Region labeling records
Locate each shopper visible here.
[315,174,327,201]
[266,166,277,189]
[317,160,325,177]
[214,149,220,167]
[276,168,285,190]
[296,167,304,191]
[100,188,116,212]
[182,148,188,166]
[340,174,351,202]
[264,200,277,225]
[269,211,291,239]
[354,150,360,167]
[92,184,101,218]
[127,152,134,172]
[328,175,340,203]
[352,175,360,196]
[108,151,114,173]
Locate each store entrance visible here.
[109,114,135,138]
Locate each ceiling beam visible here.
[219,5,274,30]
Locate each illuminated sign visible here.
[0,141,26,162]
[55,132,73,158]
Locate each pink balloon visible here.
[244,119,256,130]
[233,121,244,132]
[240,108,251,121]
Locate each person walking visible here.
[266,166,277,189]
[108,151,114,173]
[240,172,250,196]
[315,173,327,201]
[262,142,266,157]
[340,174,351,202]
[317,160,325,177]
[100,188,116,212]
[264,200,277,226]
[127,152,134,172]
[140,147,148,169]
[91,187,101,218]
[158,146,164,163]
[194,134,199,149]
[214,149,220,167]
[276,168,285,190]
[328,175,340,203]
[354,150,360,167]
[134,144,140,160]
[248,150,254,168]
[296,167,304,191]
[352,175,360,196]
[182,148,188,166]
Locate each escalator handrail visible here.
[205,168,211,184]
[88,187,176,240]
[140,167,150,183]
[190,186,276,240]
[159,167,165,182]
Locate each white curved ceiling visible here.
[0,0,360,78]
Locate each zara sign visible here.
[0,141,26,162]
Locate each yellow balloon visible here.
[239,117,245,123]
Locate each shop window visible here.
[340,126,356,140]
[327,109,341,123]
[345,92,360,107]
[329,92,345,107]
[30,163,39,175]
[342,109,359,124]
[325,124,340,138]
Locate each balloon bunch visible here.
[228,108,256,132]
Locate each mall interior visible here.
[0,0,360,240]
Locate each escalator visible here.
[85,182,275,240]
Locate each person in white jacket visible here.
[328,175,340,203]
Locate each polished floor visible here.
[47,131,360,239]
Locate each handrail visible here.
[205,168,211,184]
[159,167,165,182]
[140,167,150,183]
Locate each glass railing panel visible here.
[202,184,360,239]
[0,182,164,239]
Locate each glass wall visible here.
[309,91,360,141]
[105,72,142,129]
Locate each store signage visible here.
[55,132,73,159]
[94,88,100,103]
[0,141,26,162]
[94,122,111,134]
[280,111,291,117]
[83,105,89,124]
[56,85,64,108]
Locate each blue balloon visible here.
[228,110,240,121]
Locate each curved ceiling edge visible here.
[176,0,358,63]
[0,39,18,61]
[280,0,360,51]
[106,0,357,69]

> [WHAT YOU NEED TO DO]
Transcribe the records above exactly as they appear.

> [FULL RESPONSE]
Locate each shopper visible here.
[315,174,327,201]
[266,166,277,189]
[317,160,325,177]
[214,149,220,167]
[276,168,285,190]
[296,167,304,191]
[100,188,116,212]
[182,148,188,166]
[340,174,351,202]
[264,200,277,225]
[269,211,291,239]
[354,150,360,167]
[92,184,101,218]
[127,152,134,172]
[328,175,340,203]
[352,175,360,196]
[108,151,114,173]
Locate each store entrance visible here.
[109,114,135,138]
Locate each ceiling beam visible here.
[219,5,274,30]
Locate each illuminated sign visible here.
[0,141,26,162]
[55,132,73,158]
Locate each pink balloon visible here.
[244,119,256,130]
[233,121,244,132]
[240,108,251,121]
Locate each person walking visible here.
[266,166,277,189]
[108,151,114,173]
[240,172,250,196]
[315,173,327,201]
[262,142,266,157]
[340,174,351,202]
[317,160,325,177]
[100,188,116,212]
[264,200,277,226]
[127,152,134,172]
[140,147,148,169]
[91,187,101,218]
[158,146,164,163]
[194,134,199,149]
[214,149,220,167]
[276,168,285,190]
[328,175,340,203]
[354,150,360,167]
[134,144,140,160]
[248,150,254,168]
[296,167,304,191]
[352,175,360,196]
[182,148,188,166]
Locate each escalator handrail visible here.
[205,168,211,184]
[88,187,176,240]
[140,167,150,183]
[190,186,276,240]
[159,167,165,182]
Locate each white curved ceiling visible here.
[0,0,360,78]
Locate each zara sign visible here.
[0,141,26,162]
Locate each yellow balloon visible here.
[239,117,245,123]
Locate each shop window visible here.
[340,126,356,140]
[327,109,341,123]
[345,92,360,107]
[329,92,345,107]
[30,163,39,175]
[342,109,359,124]
[325,124,340,138]
Locate each balloon bunch visible here.
[228,108,256,132]
Locate each mall interior visible here.
[0,0,360,240]
Locate each escalator visible here.
[85,182,275,240]
Locate each person in white jacket visible here.
[328,175,340,203]
Locate each polished floor visible here.
[47,131,360,239]
Locate each handrail visible here.
[205,168,211,184]
[159,167,165,182]
[140,167,150,183]
Locate each glass railing panel visible here.
[202,184,360,239]
[0,182,164,239]
Locate each glass wall visible here.
[309,91,360,141]
[105,72,142,129]
Locate each store signage visible here.
[55,132,73,159]
[94,88,100,103]
[0,141,26,162]
[94,122,111,134]
[280,111,291,117]
[83,105,89,124]
[56,85,64,108]
Locate each blue balloon visible here.
[228,110,240,121]
Locate each curved ceiling edge visible here.
[176,0,358,63]
[0,39,18,61]
[280,0,360,51]
[106,0,357,69]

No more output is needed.